Nine Inch Nails -- Industrial Rock Of Trent Reznor Show Fascination With Dark Side
Concert preview Nine Inch Nails, 8 p.m. Tuesday and Wednesday, Moore Theatre; sold out. -----------------------------------------------------------------
It's difficult to think about any other rock music besides Kurt Cobain's right now. But, then again, Nine Inch Nail's gratingly intense synthesis of industrial and alternative rock fits right in with the whole postsuicide atmosphere around here. Eerily so.
Trent Reznor, who is Nine Inch Nails - he fashions the whole NIN recorded sound mostly by himself, although he tours with a band - deals with many of the same things Cobain did in his music (and, apparently, in his life) but with even more intensity and unblinking honesty.
Reznor creates grating, visceral, full-immersion music that throbs with human rhythms even while it seems to come from some otherworldly robotic future.
A few of his songs are rhythmic enough to be dance music - hearing it over one of those powerful dance-club sound systems renders it palpable, almost tangible, and virtually forces you to dance - but most of it is so thick, so overdubbed with electronic, industrial, synthesized, manipulated sounds that you can't really find its essential beat.
What makes the music relevant to the Cobain tragedy is the subject matter. Angst is a word that's been thrown about a lot over the past few days, but it's essentially what Reznor is all about. He is totally fascinated with the dark side, with the free-floating
anxiety that seems to infect the young generation.
There is a cold, chilling quality to his work. That which is stomach-turning to most is playtime for Reznor.
For instance, he lived in the Benedict Canyon house where the Tate murders were committed by Charles Manson's zombies. Reznor created much of NIN's latest album, "The Downward Spiral," there. His video for one of his earlier songs, "Happiness in Slavery," was so bloody that even MTV wouldn't play it. It shows a naked man being disembowled and castrated (and it's available at your local video store!).
Mainstream appeal
Despite its inhuman, antisocial, sick-making subject matter, NIN's music is not limited to being a cult favorite. It is mainstream.

**Activity 1**
According to the Nine Inch Nails concert preview, where did Reznor create much of "The Downward Spiral"?
**Activity 2**
Decide whether each statement agrees with the Nine Inch Nails concert preview. Answer yes or no for each, quoting the words of the preview that settle it.
(a) Reznor makes the recorded sound of Nine Inch Nails mostly on his own.
(b) MTV played the video for "Happiness in Slavery."
(c) The preview calls the music of Nine Inch Nails a cult favorite only.
**Activity 3**
Carry on the Nine Inch Nails concert preview from the point where it stops.
The entries that come next are separate material with no connection to the Nine Inch Nails concert preview.

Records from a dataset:
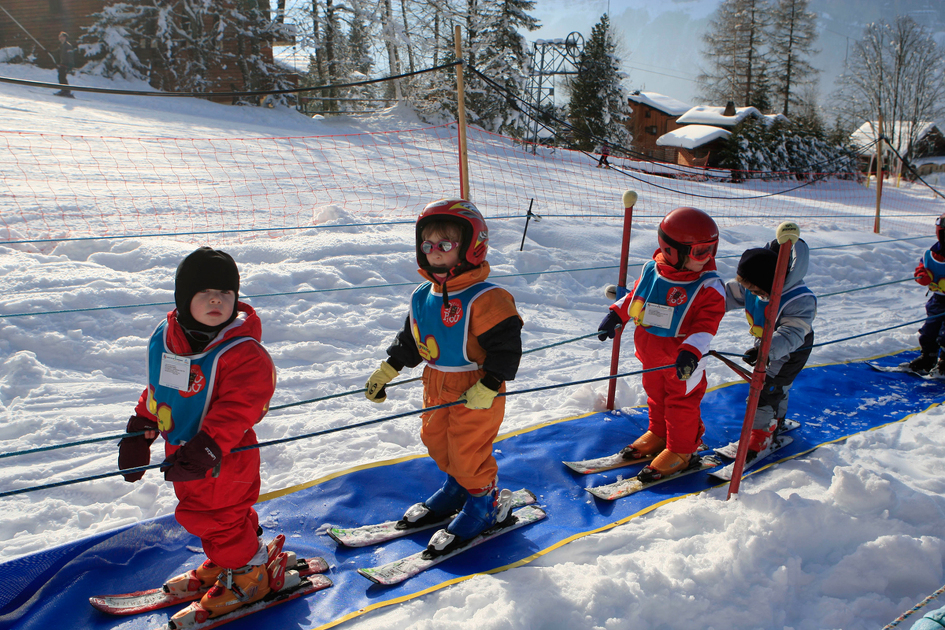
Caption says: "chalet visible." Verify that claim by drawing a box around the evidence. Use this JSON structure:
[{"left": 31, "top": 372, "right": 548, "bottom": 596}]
[
  {"left": 627, "top": 90, "right": 691, "bottom": 164},
  {"left": 850, "top": 120, "right": 945, "bottom": 176},
  {"left": 656, "top": 101, "right": 787, "bottom": 166},
  {"left": 0, "top": 0, "right": 288, "bottom": 92}
]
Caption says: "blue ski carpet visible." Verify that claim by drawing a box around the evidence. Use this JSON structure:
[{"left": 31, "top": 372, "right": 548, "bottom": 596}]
[{"left": 0, "top": 352, "right": 945, "bottom": 630}]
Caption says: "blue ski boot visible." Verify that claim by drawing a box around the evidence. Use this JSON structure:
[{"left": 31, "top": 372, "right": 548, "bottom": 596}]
[
  {"left": 427, "top": 481, "right": 512, "bottom": 555},
  {"left": 396, "top": 475, "right": 467, "bottom": 530}
]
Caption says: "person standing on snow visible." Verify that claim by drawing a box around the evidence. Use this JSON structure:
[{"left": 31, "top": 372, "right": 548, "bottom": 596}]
[
  {"left": 55, "top": 31, "right": 75, "bottom": 98},
  {"left": 118, "top": 247, "right": 276, "bottom": 627},
  {"left": 725, "top": 222, "right": 817, "bottom": 463},
  {"left": 365, "top": 199, "right": 522, "bottom": 554},
  {"left": 906, "top": 214, "right": 945, "bottom": 377},
  {"left": 598, "top": 207, "right": 725, "bottom": 482}
]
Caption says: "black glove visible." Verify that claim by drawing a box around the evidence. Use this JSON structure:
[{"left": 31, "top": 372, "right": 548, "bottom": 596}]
[
  {"left": 742, "top": 346, "right": 758, "bottom": 365},
  {"left": 161, "top": 431, "right": 223, "bottom": 481},
  {"left": 597, "top": 311, "right": 623, "bottom": 341},
  {"left": 676, "top": 350, "right": 699, "bottom": 381},
  {"left": 118, "top": 416, "right": 157, "bottom": 483}
]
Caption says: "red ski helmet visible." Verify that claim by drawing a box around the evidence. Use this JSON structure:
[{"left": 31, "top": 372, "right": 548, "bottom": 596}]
[
  {"left": 416, "top": 199, "right": 489, "bottom": 270},
  {"left": 656, "top": 207, "right": 719, "bottom": 269},
  {"left": 935, "top": 214, "right": 945, "bottom": 247}
]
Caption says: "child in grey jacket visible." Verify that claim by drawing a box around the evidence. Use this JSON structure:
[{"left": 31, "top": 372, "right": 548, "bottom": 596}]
[{"left": 725, "top": 222, "right": 817, "bottom": 462}]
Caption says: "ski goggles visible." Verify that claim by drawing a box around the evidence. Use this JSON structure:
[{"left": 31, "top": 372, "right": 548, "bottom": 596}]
[
  {"left": 420, "top": 241, "right": 459, "bottom": 254},
  {"left": 657, "top": 229, "right": 719, "bottom": 265}
]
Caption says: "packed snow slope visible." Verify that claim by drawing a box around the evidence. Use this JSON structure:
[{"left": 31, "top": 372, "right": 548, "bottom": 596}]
[{"left": 0, "top": 65, "right": 945, "bottom": 630}]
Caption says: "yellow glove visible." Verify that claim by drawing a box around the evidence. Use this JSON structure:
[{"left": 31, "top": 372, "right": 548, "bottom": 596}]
[
  {"left": 777, "top": 221, "right": 801, "bottom": 245},
  {"left": 364, "top": 361, "right": 400, "bottom": 403},
  {"left": 460, "top": 381, "right": 499, "bottom": 409}
]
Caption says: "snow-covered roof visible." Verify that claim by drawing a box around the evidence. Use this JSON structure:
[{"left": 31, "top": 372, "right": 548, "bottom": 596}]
[
  {"left": 676, "top": 105, "right": 763, "bottom": 127},
  {"left": 627, "top": 90, "right": 692, "bottom": 116},
  {"left": 850, "top": 120, "right": 936, "bottom": 147},
  {"left": 656, "top": 125, "right": 732, "bottom": 150}
]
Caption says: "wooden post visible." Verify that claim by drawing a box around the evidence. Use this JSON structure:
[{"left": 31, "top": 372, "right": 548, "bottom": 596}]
[
  {"left": 607, "top": 190, "right": 637, "bottom": 411},
  {"left": 728, "top": 240, "right": 793, "bottom": 499},
  {"left": 453, "top": 24, "right": 472, "bottom": 201},
  {"left": 873, "top": 114, "right": 883, "bottom": 234}
]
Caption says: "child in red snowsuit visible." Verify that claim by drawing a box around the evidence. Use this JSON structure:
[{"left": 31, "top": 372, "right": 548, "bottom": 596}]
[
  {"left": 365, "top": 199, "right": 522, "bottom": 553},
  {"left": 906, "top": 214, "right": 945, "bottom": 378},
  {"left": 598, "top": 208, "right": 725, "bottom": 481},
  {"left": 118, "top": 247, "right": 276, "bottom": 627}
]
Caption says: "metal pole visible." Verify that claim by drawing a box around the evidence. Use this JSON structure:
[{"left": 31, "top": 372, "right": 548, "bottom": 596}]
[
  {"left": 518, "top": 197, "right": 535, "bottom": 251},
  {"left": 607, "top": 190, "right": 637, "bottom": 411},
  {"left": 453, "top": 24, "right": 472, "bottom": 201},
  {"left": 873, "top": 113, "right": 883, "bottom": 234}
]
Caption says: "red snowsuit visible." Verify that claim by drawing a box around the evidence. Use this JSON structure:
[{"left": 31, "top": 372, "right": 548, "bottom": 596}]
[
  {"left": 610, "top": 250, "right": 725, "bottom": 453},
  {"left": 135, "top": 302, "right": 276, "bottom": 569}
]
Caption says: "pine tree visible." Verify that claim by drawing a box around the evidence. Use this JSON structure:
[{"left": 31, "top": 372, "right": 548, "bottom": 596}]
[
  {"left": 467, "top": 0, "right": 539, "bottom": 136},
  {"left": 568, "top": 13, "right": 631, "bottom": 151},
  {"left": 698, "top": 0, "right": 768, "bottom": 106},
  {"left": 768, "top": 0, "right": 819, "bottom": 116}
]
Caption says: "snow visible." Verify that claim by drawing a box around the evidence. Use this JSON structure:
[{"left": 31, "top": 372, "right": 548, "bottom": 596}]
[
  {"left": 627, "top": 90, "right": 692, "bottom": 116},
  {"left": 656, "top": 125, "right": 732, "bottom": 149},
  {"left": 0, "top": 65, "right": 945, "bottom": 630},
  {"left": 676, "top": 105, "right": 763, "bottom": 127}
]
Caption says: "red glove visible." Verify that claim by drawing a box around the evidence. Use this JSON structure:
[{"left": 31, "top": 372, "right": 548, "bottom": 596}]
[
  {"left": 914, "top": 263, "right": 932, "bottom": 287},
  {"left": 118, "top": 416, "right": 157, "bottom": 483},
  {"left": 161, "top": 431, "right": 223, "bottom": 481}
]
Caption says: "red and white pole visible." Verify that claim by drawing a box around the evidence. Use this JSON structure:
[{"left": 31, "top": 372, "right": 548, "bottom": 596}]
[{"left": 607, "top": 190, "right": 637, "bottom": 411}]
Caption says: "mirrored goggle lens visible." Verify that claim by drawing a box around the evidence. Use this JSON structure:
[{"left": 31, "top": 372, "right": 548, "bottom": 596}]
[
  {"left": 689, "top": 242, "right": 716, "bottom": 262},
  {"left": 420, "top": 241, "right": 459, "bottom": 254}
]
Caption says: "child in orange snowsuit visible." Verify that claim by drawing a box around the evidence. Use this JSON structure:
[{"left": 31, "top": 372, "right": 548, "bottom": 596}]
[
  {"left": 365, "top": 199, "right": 522, "bottom": 552},
  {"left": 598, "top": 208, "right": 725, "bottom": 481}
]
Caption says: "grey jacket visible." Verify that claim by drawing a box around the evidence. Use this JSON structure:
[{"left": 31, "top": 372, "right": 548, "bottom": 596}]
[{"left": 725, "top": 239, "right": 817, "bottom": 376}]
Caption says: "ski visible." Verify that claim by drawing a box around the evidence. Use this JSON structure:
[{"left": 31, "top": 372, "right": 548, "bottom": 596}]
[
  {"left": 585, "top": 455, "right": 722, "bottom": 501},
  {"left": 715, "top": 419, "right": 801, "bottom": 459},
  {"left": 156, "top": 574, "right": 332, "bottom": 630},
  {"left": 328, "top": 489, "right": 537, "bottom": 547},
  {"left": 561, "top": 444, "right": 708, "bottom": 475},
  {"left": 866, "top": 361, "right": 945, "bottom": 381},
  {"left": 358, "top": 505, "right": 545, "bottom": 586},
  {"left": 89, "top": 557, "right": 328, "bottom": 616},
  {"left": 709, "top": 435, "right": 794, "bottom": 481}
]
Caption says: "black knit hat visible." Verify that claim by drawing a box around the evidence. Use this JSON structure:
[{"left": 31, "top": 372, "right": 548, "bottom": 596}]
[
  {"left": 736, "top": 247, "right": 778, "bottom": 293},
  {"left": 174, "top": 247, "right": 240, "bottom": 332}
]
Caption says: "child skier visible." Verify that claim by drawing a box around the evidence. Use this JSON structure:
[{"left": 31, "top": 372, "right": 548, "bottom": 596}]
[
  {"left": 725, "top": 222, "right": 817, "bottom": 463},
  {"left": 118, "top": 247, "right": 276, "bottom": 628},
  {"left": 598, "top": 208, "right": 725, "bottom": 481},
  {"left": 906, "top": 214, "right": 945, "bottom": 376},
  {"left": 365, "top": 199, "right": 522, "bottom": 553}
]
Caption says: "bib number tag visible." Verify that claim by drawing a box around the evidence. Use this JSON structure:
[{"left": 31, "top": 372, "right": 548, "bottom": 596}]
[
  {"left": 643, "top": 303, "right": 673, "bottom": 328},
  {"left": 158, "top": 352, "right": 190, "bottom": 392}
]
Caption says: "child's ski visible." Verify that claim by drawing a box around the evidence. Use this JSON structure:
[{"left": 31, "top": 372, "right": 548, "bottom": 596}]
[
  {"left": 715, "top": 420, "right": 801, "bottom": 459},
  {"left": 709, "top": 435, "right": 794, "bottom": 481},
  {"left": 158, "top": 575, "right": 332, "bottom": 630},
  {"left": 561, "top": 444, "right": 708, "bottom": 475},
  {"left": 328, "top": 489, "right": 536, "bottom": 547},
  {"left": 358, "top": 505, "right": 545, "bottom": 586},
  {"left": 585, "top": 455, "right": 722, "bottom": 501},
  {"left": 89, "top": 557, "right": 330, "bottom": 615}
]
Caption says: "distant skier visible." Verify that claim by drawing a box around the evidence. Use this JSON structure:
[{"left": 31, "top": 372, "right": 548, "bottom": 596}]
[
  {"left": 365, "top": 199, "right": 522, "bottom": 553},
  {"left": 908, "top": 214, "right": 945, "bottom": 377},
  {"left": 725, "top": 222, "right": 817, "bottom": 463},
  {"left": 118, "top": 247, "right": 276, "bottom": 628},
  {"left": 598, "top": 208, "right": 725, "bottom": 482},
  {"left": 54, "top": 31, "right": 75, "bottom": 98},
  {"left": 597, "top": 142, "right": 610, "bottom": 168}
]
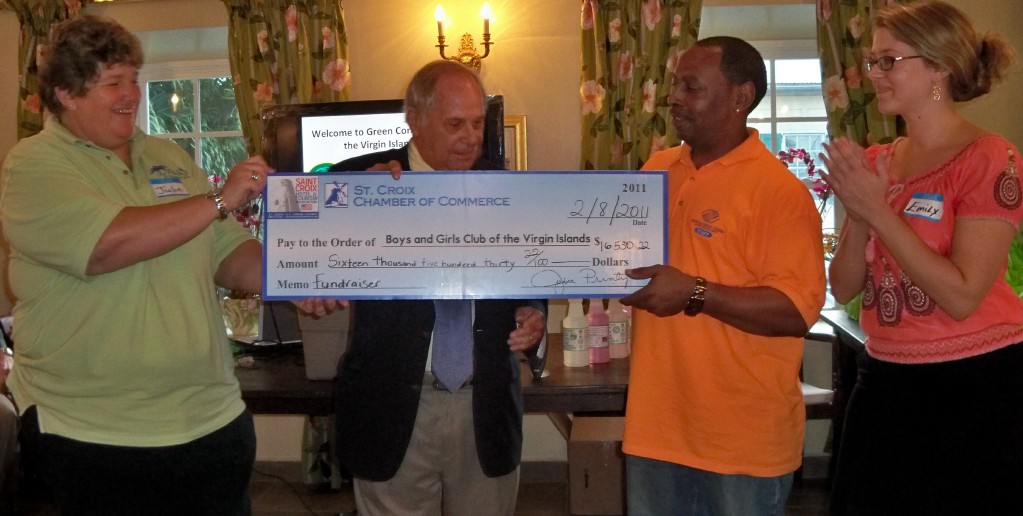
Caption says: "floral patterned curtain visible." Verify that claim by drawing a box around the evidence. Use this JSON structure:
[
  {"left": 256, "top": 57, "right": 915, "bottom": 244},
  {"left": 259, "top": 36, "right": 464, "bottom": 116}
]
[
  {"left": 223, "top": 0, "right": 352, "bottom": 156},
  {"left": 579, "top": 0, "right": 703, "bottom": 170},
  {"left": 223, "top": 0, "right": 352, "bottom": 488},
  {"left": 0, "top": 0, "right": 89, "bottom": 139},
  {"left": 817, "top": 0, "right": 906, "bottom": 146}
]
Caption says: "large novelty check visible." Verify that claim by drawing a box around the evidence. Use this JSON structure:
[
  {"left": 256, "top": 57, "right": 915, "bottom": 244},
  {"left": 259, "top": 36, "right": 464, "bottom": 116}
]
[{"left": 263, "top": 171, "right": 667, "bottom": 300}]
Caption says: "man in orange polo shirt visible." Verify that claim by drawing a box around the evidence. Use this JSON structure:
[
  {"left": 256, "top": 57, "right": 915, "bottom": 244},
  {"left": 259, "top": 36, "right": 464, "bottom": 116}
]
[{"left": 622, "top": 37, "right": 825, "bottom": 516}]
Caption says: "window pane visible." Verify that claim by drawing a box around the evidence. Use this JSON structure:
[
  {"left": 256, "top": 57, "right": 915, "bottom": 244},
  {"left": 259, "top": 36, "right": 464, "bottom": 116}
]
[
  {"left": 147, "top": 80, "right": 195, "bottom": 134},
  {"left": 777, "top": 122, "right": 835, "bottom": 230},
  {"left": 749, "top": 60, "right": 774, "bottom": 120},
  {"left": 171, "top": 138, "right": 195, "bottom": 160},
  {"left": 202, "top": 136, "right": 249, "bottom": 177},
  {"left": 774, "top": 59, "right": 828, "bottom": 118},
  {"left": 746, "top": 122, "right": 776, "bottom": 153},
  {"left": 198, "top": 77, "right": 241, "bottom": 132}
]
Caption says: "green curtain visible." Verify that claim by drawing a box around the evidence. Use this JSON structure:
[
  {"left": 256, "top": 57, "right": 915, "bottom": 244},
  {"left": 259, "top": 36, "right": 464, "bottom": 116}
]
[
  {"left": 223, "top": 0, "right": 352, "bottom": 489},
  {"left": 579, "top": 0, "right": 703, "bottom": 170},
  {"left": 817, "top": 0, "right": 909, "bottom": 320},
  {"left": 0, "top": 0, "right": 90, "bottom": 139},
  {"left": 223, "top": 0, "right": 352, "bottom": 156},
  {"left": 817, "top": 0, "right": 907, "bottom": 146}
]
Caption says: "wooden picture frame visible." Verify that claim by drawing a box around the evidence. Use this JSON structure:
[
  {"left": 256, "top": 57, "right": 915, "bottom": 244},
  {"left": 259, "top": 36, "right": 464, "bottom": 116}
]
[{"left": 504, "top": 115, "right": 527, "bottom": 170}]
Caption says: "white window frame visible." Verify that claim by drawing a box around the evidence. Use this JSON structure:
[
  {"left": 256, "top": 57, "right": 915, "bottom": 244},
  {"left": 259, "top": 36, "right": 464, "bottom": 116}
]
[{"left": 136, "top": 59, "right": 244, "bottom": 166}]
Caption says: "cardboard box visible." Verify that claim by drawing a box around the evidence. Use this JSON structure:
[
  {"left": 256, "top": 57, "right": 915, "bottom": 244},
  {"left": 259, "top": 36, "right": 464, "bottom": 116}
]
[{"left": 569, "top": 417, "right": 625, "bottom": 515}]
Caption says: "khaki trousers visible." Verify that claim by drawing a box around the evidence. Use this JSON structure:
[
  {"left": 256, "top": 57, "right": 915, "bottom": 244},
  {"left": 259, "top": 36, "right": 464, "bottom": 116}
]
[{"left": 354, "top": 382, "right": 519, "bottom": 516}]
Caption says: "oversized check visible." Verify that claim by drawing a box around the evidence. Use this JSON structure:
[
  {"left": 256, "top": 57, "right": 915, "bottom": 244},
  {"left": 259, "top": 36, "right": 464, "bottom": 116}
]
[{"left": 262, "top": 171, "right": 667, "bottom": 300}]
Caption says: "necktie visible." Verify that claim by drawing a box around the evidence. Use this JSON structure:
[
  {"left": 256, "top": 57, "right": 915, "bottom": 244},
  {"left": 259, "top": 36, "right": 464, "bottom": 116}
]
[{"left": 431, "top": 299, "right": 473, "bottom": 392}]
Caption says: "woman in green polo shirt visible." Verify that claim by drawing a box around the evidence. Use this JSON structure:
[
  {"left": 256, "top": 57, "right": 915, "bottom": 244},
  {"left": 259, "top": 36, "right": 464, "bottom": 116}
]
[{"left": 0, "top": 15, "right": 271, "bottom": 515}]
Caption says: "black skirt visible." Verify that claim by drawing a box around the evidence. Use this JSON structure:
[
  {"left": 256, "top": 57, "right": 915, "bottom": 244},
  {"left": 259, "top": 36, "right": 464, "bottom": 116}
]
[{"left": 831, "top": 344, "right": 1023, "bottom": 516}]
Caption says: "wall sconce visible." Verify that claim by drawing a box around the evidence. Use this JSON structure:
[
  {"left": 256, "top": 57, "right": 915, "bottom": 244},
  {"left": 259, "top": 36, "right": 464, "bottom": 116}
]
[{"left": 434, "top": 2, "right": 494, "bottom": 72}]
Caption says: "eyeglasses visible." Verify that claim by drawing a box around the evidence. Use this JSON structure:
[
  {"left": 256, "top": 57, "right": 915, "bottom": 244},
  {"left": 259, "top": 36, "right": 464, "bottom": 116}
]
[{"left": 863, "top": 55, "right": 923, "bottom": 72}]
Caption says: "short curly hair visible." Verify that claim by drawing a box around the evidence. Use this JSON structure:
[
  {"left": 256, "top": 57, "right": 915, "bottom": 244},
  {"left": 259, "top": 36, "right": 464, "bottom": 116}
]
[
  {"left": 39, "top": 14, "right": 143, "bottom": 117},
  {"left": 874, "top": 1, "right": 1015, "bottom": 102},
  {"left": 405, "top": 59, "right": 487, "bottom": 113}
]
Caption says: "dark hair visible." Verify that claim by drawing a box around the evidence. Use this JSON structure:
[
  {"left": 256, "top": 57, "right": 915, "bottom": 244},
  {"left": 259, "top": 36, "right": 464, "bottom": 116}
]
[
  {"left": 693, "top": 36, "right": 767, "bottom": 114},
  {"left": 874, "top": 1, "right": 1015, "bottom": 101},
  {"left": 39, "top": 14, "right": 143, "bottom": 116},
  {"left": 405, "top": 59, "right": 487, "bottom": 112}
]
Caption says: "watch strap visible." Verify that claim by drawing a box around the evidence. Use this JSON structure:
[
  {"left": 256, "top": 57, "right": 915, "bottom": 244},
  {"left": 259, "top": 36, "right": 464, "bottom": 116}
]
[{"left": 682, "top": 276, "right": 707, "bottom": 317}]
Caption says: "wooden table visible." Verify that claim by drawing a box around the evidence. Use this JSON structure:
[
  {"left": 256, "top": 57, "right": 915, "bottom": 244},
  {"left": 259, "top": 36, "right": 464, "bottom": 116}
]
[{"left": 234, "top": 334, "right": 629, "bottom": 416}]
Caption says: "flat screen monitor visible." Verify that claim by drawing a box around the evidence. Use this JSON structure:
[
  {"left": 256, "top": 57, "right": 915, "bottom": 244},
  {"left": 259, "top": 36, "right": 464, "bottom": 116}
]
[{"left": 260, "top": 95, "right": 504, "bottom": 172}]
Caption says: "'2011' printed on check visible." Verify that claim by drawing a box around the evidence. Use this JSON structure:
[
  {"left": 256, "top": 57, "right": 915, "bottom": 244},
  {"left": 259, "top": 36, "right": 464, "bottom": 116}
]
[{"left": 263, "top": 171, "right": 667, "bottom": 300}]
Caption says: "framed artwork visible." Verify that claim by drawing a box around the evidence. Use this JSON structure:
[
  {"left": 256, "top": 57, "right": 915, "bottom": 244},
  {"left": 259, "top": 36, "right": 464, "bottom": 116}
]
[{"left": 504, "top": 115, "right": 526, "bottom": 170}]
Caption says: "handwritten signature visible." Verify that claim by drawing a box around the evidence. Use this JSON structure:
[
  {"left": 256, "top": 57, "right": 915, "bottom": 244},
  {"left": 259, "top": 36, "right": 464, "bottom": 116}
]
[{"left": 530, "top": 267, "right": 629, "bottom": 294}]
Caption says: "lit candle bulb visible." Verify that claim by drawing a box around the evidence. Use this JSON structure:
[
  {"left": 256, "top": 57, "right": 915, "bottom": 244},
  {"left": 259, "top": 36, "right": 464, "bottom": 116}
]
[
  {"left": 434, "top": 4, "right": 444, "bottom": 38},
  {"left": 480, "top": 2, "right": 494, "bottom": 34}
]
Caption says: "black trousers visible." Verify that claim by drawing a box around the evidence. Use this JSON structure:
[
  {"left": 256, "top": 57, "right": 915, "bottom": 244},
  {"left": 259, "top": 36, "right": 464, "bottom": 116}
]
[{"left": 19, "top": 406, "right": 256, "bottom": 516}]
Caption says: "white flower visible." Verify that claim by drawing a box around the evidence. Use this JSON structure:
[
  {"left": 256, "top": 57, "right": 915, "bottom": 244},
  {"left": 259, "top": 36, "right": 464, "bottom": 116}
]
[
  {"left": 579, "top": 81, "right": 604, "bottom": 117},
  {"left": 608, "top": 18, "right": 622, "bottom": 43},
  {"left": 824, "top": 75, "right": 849, "bottom": 113}
]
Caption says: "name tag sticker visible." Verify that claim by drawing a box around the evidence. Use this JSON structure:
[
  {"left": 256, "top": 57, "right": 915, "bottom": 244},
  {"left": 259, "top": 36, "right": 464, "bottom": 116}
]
[
  {"left": 902, "top": 192, "right": 945, "bottom": 222},
  {"left": 149, "top": 177, "right": 188, "bottom": 198}
]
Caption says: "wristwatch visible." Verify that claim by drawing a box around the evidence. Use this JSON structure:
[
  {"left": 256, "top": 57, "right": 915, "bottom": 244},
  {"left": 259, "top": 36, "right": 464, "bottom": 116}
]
[
  {"left": 682, "top": 276, "right": 707, "bottom": 317},
  {"left": 206, "top": 191, "right": 227, "bottom": 220}
]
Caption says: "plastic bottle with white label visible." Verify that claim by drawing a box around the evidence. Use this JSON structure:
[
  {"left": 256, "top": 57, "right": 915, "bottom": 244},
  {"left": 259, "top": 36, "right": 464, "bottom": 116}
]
[
  {"left": 608, "top": 298, "right": 632, "bottom": 358},
  {"left": 586, "top": 298, "right": 611, "bottom": 363},
  {"left": 562, "top": 299, "right": 589, "bottom": 368}
]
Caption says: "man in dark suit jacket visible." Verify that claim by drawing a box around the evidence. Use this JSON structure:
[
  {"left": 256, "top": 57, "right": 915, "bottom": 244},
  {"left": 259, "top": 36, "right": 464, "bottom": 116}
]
[{"left": 330, "top": 60, "right": 546, "bottom": 515}]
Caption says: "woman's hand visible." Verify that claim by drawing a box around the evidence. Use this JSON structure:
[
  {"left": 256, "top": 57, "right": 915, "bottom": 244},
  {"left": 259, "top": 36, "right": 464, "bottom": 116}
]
[{"left": 820, "top": 138, "right": 891, "bottom": 222}]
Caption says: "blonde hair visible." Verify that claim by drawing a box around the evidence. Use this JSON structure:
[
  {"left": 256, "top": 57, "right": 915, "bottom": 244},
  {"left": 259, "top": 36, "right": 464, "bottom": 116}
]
[{"left": 874, "top": 1, "right": 1015, "bottom": 101}]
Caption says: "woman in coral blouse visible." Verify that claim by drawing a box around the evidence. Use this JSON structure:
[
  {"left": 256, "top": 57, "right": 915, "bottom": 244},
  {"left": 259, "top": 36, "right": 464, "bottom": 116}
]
[{"left": 822, "top": 2, "right": 1023, "bottom": 515}]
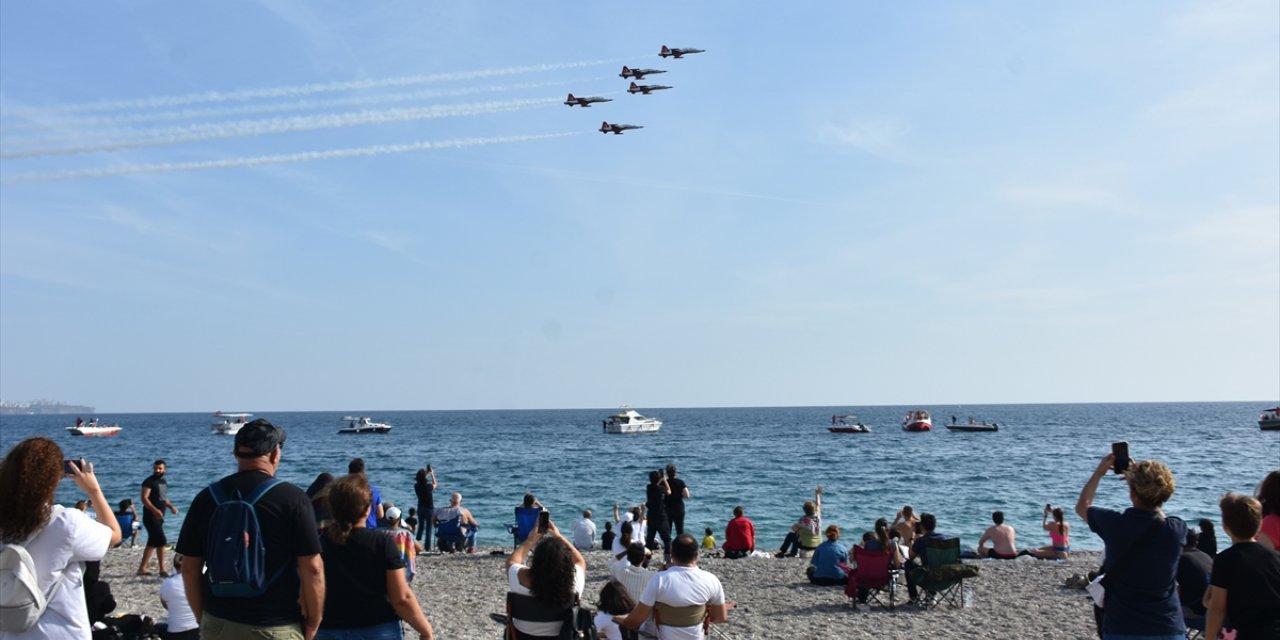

**Answer 1**
In the Benedict Canyon house where the Tate murders were committed.

**Answer 2**
(a) Yes: "he fashions the whole NIN recorded sound mostly by himself"
(b) No: "was so bloody that even MTV wouldn't play it"
(c) No: "NIN's music is not limited to being a cult favorite. It is mainstream."

**Answer 3**
"The Downward Spiral," only the second full-length NIN album, debuted at No. 2 on the Billboard album chart three weeks ago (it has since dropped to No. 30.) The first NIN album, "Pretty Hate Machine," went platinum.
NIN is popular on alternative radio stations. Locally, you can hear a couple of songs off the new album, "March of the Pigs" and "Closer," on KNDD-FM all the time now. ("Pig," incidentally, is what was scrawled in blood on the door of the Tate home after the murders.)
"The Downward Spiral" is what Cobain was on the last weeks of his life, which makes it so strange to listen to the disc now. It is a concept album about how people destroy themselves, mostly by drugs, or how they're destroyed by madness or impulses they can't control.
Layers of sound
It's all very down but undeniably fascinating because Reznor creates such compelling textures, such fascinating layers of sound. Underneath the dark imagery is a longing for a way out, for stability, community, love. One song, "A Warm Place," is like a respite, a beacon of hope.
NIN's two shows here next week should have a special edge, an underlying tension, because of Cobain. Reznor has said that performing, for him, is a way to deal with some of the darkness that envelops him, that it helps release some of the negative energy. Many in the audience will probably be hoping for the same thing.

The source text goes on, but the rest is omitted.